begin DATA
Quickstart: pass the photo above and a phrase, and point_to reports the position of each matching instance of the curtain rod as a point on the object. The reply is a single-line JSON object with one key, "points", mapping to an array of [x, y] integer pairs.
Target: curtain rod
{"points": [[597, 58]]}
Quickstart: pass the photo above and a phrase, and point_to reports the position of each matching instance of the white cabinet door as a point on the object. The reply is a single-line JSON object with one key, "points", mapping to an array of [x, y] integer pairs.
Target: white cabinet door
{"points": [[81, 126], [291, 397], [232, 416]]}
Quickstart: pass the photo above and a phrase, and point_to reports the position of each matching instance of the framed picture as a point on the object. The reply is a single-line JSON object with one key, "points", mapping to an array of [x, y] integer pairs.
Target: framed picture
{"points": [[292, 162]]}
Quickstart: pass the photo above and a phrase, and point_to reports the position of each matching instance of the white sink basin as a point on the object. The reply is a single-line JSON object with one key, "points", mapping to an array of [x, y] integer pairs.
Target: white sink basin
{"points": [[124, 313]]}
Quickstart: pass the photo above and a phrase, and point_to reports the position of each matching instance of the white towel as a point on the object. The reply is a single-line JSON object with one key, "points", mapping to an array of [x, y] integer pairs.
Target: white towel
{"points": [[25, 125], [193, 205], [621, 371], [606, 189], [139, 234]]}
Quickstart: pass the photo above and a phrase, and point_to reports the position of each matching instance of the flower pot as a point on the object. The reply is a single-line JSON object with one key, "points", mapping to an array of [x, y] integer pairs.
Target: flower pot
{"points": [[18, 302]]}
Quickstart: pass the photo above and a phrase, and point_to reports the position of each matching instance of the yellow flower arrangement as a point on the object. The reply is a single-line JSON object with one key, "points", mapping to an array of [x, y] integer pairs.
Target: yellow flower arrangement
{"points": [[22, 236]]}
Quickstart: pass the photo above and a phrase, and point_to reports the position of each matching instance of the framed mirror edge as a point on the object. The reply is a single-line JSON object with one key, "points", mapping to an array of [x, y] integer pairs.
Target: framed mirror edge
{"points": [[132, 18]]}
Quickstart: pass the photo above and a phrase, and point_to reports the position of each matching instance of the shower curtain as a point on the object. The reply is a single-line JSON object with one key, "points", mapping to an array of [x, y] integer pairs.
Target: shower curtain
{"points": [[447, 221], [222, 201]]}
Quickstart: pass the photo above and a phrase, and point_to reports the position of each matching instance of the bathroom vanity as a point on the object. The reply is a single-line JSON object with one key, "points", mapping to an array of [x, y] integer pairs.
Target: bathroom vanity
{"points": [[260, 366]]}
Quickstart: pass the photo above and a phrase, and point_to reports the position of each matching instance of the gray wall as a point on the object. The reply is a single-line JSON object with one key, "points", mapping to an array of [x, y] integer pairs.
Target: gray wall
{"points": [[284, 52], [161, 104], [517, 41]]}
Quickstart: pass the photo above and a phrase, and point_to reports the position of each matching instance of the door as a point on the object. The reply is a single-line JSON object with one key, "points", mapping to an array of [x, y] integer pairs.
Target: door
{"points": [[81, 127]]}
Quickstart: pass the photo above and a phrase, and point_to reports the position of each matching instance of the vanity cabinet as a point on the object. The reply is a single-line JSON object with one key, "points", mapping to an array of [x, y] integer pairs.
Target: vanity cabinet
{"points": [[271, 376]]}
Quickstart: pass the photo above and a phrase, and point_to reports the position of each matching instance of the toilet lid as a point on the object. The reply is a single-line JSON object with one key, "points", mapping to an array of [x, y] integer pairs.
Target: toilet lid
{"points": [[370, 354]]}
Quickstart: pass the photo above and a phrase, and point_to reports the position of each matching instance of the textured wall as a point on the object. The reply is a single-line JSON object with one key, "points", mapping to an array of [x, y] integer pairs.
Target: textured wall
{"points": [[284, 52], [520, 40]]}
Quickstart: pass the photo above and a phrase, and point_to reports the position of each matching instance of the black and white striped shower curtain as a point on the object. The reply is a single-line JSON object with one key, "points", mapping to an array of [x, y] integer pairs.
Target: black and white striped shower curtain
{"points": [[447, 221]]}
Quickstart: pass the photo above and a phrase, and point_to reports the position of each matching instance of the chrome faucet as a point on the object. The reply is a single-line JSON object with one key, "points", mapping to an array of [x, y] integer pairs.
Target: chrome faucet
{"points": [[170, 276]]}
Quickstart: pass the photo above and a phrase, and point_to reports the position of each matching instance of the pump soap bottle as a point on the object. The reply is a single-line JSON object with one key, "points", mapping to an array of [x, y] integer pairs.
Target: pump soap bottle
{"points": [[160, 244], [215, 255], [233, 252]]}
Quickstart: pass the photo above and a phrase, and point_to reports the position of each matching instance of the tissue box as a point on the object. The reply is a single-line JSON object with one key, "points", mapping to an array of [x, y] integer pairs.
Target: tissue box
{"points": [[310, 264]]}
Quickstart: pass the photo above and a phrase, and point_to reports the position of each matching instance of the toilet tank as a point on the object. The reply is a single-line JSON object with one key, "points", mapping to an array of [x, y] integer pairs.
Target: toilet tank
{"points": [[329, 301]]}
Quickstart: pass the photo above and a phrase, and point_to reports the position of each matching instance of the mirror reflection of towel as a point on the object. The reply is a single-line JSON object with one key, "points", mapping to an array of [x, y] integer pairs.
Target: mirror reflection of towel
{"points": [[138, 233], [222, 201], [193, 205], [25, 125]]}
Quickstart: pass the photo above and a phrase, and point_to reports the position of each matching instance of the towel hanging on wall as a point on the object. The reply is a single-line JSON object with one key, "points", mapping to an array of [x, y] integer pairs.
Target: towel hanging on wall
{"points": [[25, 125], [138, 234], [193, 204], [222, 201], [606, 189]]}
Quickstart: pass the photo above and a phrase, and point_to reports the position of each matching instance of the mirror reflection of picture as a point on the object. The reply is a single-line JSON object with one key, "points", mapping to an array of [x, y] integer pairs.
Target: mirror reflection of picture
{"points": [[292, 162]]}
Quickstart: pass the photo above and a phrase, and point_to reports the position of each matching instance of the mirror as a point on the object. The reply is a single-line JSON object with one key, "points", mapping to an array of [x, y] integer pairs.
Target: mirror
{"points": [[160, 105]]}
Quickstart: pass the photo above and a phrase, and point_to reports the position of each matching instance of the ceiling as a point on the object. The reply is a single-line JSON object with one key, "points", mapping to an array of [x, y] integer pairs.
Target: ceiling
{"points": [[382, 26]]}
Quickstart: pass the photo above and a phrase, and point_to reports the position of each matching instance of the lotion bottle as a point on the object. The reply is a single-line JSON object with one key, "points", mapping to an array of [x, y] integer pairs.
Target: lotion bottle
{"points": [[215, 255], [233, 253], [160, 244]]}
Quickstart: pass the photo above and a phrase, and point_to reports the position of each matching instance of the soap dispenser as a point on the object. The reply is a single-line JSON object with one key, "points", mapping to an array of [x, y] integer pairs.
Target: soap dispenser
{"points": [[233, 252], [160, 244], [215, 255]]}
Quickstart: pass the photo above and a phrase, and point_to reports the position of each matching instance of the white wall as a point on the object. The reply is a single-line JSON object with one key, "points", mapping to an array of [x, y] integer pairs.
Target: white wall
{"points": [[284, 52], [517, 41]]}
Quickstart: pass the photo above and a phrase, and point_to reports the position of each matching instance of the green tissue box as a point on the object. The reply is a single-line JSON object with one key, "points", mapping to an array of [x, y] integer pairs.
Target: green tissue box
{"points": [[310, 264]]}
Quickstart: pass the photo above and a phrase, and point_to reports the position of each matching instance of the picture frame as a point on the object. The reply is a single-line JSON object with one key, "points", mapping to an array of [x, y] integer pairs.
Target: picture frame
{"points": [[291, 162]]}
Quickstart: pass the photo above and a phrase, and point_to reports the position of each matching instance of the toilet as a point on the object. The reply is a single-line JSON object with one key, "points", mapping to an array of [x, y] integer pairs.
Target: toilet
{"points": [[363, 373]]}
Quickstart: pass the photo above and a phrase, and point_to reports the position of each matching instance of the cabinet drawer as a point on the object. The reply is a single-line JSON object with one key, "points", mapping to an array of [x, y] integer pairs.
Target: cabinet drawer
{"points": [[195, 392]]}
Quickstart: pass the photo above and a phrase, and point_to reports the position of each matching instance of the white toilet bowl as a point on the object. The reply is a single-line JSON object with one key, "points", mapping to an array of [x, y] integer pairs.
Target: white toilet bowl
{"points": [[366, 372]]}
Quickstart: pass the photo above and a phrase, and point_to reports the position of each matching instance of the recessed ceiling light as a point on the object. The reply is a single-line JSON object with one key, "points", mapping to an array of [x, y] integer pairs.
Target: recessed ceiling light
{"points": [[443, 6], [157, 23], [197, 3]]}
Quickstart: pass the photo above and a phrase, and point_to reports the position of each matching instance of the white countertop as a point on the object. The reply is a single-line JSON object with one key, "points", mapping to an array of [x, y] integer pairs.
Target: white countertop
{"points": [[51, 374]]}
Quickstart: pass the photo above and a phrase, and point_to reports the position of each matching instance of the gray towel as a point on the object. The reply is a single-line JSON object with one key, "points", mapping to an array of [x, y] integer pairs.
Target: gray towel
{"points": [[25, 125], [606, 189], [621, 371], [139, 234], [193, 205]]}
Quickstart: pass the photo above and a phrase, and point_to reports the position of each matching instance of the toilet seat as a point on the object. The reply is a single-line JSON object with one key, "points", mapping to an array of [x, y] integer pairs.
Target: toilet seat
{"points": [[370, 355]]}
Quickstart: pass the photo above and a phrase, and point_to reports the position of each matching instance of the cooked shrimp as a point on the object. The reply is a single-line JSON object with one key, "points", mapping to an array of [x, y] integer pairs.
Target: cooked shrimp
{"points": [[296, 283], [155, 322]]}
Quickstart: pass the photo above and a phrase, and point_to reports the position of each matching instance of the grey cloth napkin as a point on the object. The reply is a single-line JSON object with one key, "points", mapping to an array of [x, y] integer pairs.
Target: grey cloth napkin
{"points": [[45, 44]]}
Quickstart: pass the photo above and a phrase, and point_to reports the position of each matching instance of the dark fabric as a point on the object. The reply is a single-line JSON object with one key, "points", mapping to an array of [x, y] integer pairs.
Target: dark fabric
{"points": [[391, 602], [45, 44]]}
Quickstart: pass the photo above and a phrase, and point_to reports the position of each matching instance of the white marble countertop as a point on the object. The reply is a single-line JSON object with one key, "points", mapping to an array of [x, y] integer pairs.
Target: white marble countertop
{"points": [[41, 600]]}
end DATA
begin DATA
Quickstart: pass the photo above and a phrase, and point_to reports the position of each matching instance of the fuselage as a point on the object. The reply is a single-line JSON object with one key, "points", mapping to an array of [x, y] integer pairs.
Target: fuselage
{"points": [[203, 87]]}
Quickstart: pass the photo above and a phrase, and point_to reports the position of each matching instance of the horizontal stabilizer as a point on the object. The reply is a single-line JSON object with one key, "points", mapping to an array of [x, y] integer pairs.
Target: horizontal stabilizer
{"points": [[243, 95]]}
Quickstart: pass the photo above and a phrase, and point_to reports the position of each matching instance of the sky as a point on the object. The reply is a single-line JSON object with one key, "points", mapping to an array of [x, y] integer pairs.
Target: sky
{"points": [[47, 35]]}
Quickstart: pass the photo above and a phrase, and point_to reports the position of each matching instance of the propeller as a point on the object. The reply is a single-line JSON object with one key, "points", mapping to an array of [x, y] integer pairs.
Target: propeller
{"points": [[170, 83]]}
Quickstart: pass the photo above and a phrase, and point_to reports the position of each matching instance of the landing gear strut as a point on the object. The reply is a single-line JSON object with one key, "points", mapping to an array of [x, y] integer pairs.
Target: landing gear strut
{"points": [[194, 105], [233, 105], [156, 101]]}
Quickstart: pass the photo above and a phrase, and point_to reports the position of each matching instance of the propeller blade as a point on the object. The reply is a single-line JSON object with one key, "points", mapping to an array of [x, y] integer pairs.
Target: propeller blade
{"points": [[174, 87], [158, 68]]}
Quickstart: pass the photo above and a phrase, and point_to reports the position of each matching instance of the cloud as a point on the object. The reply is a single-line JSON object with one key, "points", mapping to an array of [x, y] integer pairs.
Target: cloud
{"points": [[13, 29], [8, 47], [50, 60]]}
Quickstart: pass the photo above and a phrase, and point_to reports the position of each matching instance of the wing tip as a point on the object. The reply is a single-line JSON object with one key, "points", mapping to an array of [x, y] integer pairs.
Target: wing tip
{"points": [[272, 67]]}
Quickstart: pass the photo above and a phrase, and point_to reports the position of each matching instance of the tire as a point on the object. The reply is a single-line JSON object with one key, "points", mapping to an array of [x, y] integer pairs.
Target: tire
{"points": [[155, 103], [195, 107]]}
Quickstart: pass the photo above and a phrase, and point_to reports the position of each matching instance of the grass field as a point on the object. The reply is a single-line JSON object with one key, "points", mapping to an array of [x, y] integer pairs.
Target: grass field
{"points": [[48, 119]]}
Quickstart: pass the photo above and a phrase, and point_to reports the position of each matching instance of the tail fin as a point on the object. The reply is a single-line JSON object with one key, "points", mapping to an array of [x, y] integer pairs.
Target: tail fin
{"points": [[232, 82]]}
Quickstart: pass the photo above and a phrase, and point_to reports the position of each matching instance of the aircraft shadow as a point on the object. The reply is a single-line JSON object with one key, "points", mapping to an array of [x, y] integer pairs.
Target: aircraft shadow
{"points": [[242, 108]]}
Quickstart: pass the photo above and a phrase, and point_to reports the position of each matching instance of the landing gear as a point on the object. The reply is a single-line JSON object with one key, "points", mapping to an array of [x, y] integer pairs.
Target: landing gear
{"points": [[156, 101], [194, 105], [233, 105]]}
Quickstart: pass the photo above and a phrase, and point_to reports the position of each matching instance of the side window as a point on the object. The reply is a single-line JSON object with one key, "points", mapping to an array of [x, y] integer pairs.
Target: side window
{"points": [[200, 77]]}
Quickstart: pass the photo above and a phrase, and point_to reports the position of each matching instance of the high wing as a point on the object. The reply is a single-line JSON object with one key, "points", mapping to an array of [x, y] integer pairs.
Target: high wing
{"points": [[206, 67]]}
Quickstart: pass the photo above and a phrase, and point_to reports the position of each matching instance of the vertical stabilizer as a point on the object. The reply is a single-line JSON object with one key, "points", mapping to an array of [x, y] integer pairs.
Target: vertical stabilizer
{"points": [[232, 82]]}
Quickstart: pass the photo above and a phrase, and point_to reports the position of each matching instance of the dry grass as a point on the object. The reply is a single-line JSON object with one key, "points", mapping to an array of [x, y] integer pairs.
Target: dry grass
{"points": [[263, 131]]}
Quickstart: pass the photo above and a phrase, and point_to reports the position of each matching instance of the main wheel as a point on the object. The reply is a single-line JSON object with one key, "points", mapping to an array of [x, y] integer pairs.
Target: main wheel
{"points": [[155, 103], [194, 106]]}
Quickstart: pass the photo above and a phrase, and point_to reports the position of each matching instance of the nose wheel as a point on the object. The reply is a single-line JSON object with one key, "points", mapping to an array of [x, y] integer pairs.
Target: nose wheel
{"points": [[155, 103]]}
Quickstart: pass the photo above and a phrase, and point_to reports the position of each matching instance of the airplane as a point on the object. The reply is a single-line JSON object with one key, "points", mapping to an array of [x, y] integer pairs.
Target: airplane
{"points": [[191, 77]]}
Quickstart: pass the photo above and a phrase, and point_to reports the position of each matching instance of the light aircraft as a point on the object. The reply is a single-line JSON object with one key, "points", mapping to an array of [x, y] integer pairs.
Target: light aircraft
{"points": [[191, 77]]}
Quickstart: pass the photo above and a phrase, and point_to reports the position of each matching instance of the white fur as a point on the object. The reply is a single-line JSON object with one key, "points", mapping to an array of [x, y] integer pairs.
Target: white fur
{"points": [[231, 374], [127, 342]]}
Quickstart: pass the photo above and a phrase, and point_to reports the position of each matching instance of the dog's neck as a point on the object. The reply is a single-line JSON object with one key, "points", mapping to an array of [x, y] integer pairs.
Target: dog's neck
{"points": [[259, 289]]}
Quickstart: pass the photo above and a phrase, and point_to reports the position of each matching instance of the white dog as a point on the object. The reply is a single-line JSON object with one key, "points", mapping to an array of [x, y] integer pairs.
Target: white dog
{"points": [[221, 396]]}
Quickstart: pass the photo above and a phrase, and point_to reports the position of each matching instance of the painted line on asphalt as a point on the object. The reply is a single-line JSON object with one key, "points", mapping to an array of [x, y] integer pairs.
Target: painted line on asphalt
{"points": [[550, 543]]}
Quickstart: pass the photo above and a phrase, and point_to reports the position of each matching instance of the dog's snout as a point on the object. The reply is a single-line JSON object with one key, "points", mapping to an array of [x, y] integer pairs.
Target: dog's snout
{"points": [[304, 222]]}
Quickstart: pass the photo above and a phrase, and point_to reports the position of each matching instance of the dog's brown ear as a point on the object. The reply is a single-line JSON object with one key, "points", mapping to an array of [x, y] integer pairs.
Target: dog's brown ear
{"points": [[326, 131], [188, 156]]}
end DATA
WHAT TO PRODUCE: Count the lines in the rows above that contain the string "cooked". Give only the number.

SOLVED EXERCISE: 2